__本文__.
☆ ☆ ☆ ☆ ☆
だがしかし、スター・ウォーズという作品が好きかと問われると、今の僕にとって特別好きな作品というわけではない、というのが正直な思いである。というのも、はじめに自分は新三部作世代であるなどとは書いたが、より正確に言えば、僕は『ロード・オブ・ザ・リング』世代であって、スター・ウォーズを見て得た感動よりも『ロード・オブ・ザリング』三部作の方が遥かに大い存在だったのである。というわけで、スター・ウォーズは、僕にとって思い出深い作品でこそあるものの、評価という点ではそれほど高いわけでもないし、オタク的に熱狂したというわけでもない作品だということになる。



さて、前置きが長くなってしまったが『フォースの覚醒』についてである。結論から言うと面白かった。おそらく監督のJ・J・エイブラムスには大きく二つの特徴があって、まず一つは再生力である。映画初監督作の『ミッション:インポッシブル3』においてもそうだし、『スタートレック』は言わずもがなであろうが、『スーパーエイト』ではスピルバーグの作品を、所々自身のタッチに変換しつつ再生していたではないか。そして今回の『フォースの覚醒』については、主に『新たなる希望』を踏襲しつつ、しかしただ昔懐かしのファンサービスにただ留まるようなことのない、新しいスター・ウォーズとして再生した、といえるのではないか。
新しかった部分とは何かといえば、まず一つに映像の進化に対するアプローチが挙げられると思う。それが最も発揮されたシーンは、もちろんミレニアム・ファルコン最初の出撃シーンである。このシーンは単に、懐かしのミレニアム・ファルコンがスクリーンに登場したというだけではなく、IMAX3Dというスペックを利用した、現代でも納得のいく映像としてスクリーンに復活しているのだ。つまり古いものと新しいものを融合し、再生しているのである。そしてもう一つ映像面で言えば、カイロ・レン対フィン&レイのライトセーバー戦も、今までの作品では見られなかった未熟さや木々が倒れるような荒々しさを感じさせて良い。そしてここにおいては、旧三部作よりむしろ新三部作が連想される。血統を考慮すれば自然なことであるが、カイロ・レンがどことなくアナキン・スカイウォーカー(ヘイデン・クリステンセン)を連想させる雰囲気を纏っている事や、惑星ムスタファーの変奏曲であるかのような舞台設定からそう思わせるのだが、それでいてやはり、しっかりと新しいことをやろうとしている。ただ再現するのではなく、再生しているのだ。
☆ ☆ ☆ ☆ ☆
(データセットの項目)
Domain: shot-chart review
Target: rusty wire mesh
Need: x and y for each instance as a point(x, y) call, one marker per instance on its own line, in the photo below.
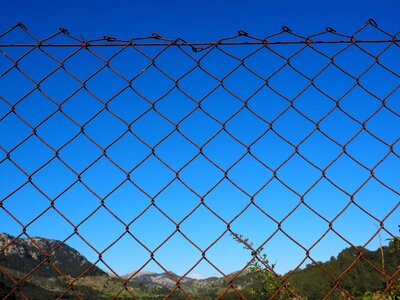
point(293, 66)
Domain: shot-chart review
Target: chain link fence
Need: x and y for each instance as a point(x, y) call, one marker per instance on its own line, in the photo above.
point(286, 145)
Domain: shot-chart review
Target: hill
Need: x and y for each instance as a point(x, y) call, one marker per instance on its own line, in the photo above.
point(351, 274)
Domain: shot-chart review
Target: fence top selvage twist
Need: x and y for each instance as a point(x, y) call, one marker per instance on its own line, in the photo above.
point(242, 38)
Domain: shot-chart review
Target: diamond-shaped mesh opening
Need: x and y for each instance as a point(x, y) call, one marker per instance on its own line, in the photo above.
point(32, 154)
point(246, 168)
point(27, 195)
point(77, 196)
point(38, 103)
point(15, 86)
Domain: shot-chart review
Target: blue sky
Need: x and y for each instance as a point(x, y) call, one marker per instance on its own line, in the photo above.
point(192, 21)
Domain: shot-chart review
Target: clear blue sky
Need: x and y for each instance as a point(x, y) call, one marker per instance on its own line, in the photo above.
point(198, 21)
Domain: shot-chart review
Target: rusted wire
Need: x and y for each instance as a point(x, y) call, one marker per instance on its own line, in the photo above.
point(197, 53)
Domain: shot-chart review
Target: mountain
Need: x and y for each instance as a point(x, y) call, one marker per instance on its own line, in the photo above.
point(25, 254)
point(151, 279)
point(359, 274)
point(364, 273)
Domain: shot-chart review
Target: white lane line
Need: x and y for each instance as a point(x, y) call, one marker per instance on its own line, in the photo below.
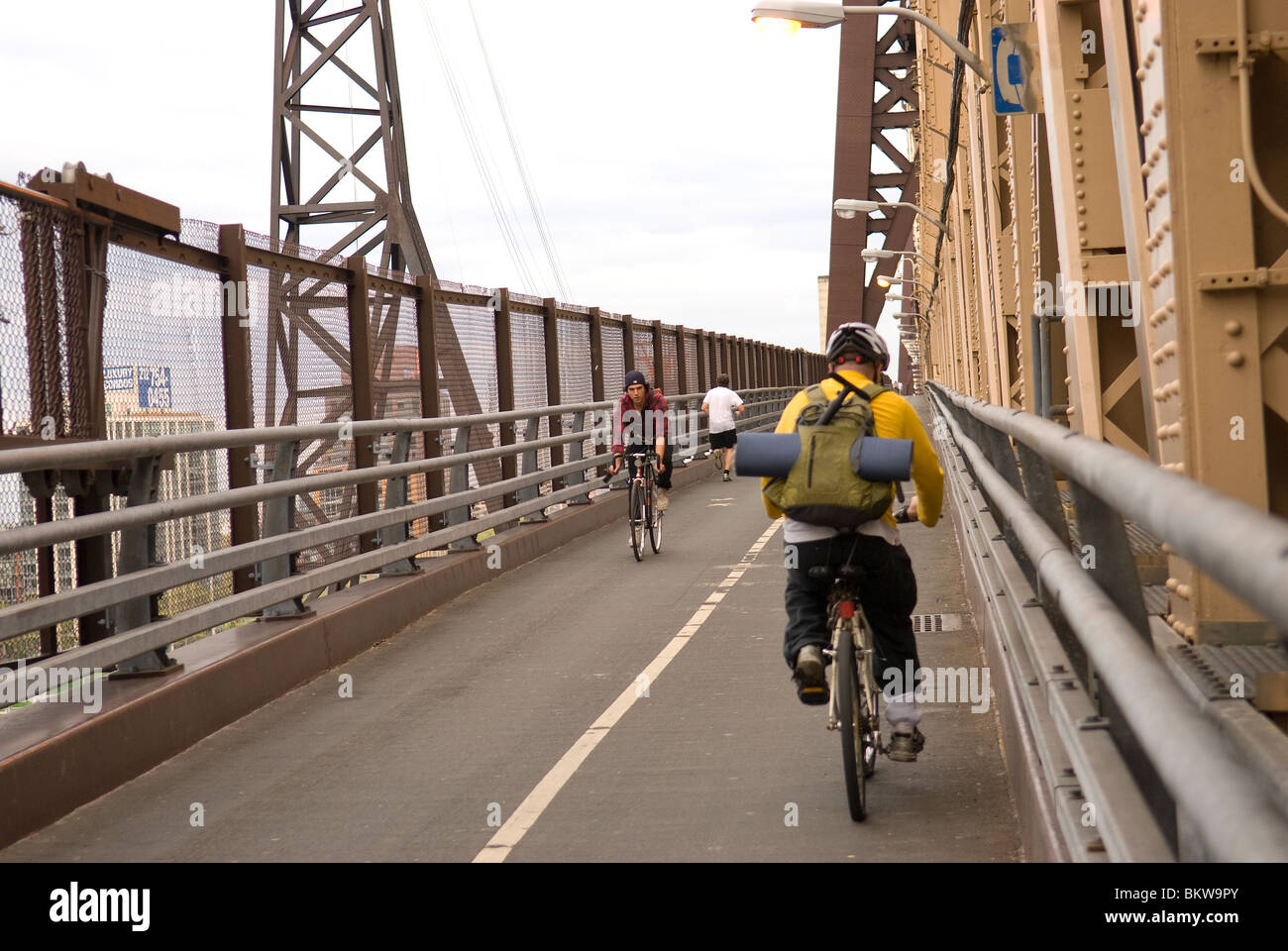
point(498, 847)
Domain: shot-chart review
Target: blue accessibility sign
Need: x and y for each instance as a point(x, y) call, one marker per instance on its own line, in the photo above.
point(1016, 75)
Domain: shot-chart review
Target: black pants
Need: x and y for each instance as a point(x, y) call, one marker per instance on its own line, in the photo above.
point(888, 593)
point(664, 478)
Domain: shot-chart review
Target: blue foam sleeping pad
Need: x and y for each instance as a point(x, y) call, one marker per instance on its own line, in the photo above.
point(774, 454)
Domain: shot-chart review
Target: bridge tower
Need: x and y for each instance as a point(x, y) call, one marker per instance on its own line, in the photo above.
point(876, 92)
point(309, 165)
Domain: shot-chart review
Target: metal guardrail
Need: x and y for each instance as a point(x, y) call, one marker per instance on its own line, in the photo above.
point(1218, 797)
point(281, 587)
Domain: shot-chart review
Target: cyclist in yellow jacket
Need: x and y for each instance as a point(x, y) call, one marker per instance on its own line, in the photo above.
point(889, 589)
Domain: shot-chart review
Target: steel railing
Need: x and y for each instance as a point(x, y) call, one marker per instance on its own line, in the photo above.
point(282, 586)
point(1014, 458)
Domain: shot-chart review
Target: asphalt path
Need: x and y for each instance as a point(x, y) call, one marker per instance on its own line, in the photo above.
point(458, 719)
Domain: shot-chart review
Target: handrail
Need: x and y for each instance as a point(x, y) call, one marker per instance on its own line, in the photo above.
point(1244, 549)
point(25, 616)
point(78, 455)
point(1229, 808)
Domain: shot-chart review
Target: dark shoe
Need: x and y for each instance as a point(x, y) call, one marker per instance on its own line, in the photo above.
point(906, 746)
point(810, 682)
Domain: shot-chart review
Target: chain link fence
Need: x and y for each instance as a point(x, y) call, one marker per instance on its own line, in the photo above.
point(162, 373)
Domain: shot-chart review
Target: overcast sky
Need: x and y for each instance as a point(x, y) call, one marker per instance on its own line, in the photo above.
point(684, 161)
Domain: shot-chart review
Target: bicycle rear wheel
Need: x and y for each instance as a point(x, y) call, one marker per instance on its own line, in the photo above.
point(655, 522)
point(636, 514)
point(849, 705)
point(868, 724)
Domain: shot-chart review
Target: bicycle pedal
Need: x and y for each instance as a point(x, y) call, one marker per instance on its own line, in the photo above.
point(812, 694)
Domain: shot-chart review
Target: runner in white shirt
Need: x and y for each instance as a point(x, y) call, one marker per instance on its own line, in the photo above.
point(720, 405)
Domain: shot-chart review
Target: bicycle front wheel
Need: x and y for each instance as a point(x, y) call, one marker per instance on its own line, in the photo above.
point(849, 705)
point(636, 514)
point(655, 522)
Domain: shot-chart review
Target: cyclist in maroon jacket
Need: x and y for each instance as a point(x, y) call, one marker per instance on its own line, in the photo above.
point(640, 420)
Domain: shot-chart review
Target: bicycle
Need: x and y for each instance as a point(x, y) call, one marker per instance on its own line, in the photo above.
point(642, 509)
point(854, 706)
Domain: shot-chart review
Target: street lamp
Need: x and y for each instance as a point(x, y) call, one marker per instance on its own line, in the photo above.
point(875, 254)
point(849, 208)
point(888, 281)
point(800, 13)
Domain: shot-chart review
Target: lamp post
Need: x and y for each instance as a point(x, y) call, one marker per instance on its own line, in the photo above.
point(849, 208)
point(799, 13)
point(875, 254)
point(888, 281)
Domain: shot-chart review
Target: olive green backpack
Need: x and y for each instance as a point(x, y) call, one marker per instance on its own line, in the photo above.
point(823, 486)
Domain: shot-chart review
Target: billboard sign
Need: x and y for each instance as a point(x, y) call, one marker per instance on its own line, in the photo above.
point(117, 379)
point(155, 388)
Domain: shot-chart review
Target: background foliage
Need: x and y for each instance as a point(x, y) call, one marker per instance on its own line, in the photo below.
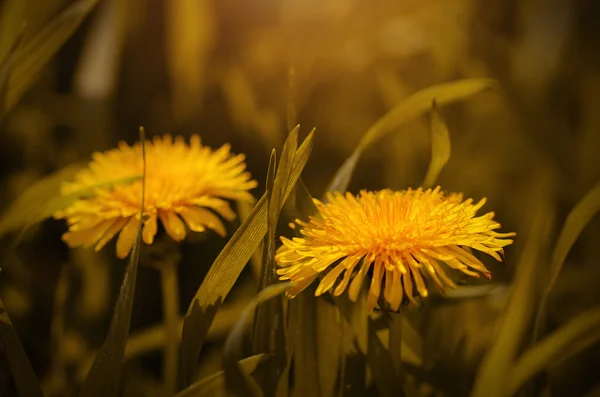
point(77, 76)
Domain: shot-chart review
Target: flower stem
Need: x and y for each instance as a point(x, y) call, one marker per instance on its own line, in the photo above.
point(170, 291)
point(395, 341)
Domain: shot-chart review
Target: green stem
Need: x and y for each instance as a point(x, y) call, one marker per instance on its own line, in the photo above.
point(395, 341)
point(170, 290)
☆ ☆ ☆ ☆ ☆
__小問__.
本文の「さて、前置きが長くなってしま」から「した、といえるのではないか。」までを、両端の語句も含めて一字一句変えずに書き写してください。

__解答__.
さて、前置きが長くなってしまったが『フォースの覚醒』についてである。結論から言うと面白かった。おそらく監督のJ・J・エイブラムスには大きく二つの特徴があって、まず一つは再生力である。映画初監督作の『ミッション:インポッシブル3』においてもそうだし、『スタートレック』は言わずもがなであろうが、『スーパーエイト』ではスピルバーグの作品を、所々自身のタッチに変換しつつ再生していたではないか。そして今回の『フォースの覚醒』については、主に『新たなる希望』を踏襲しつつ、しかしただ昔懐かしのファンサービスにただ留まるようなことのない、新しいスター・ウォーズとして再生した、といえるのではないか。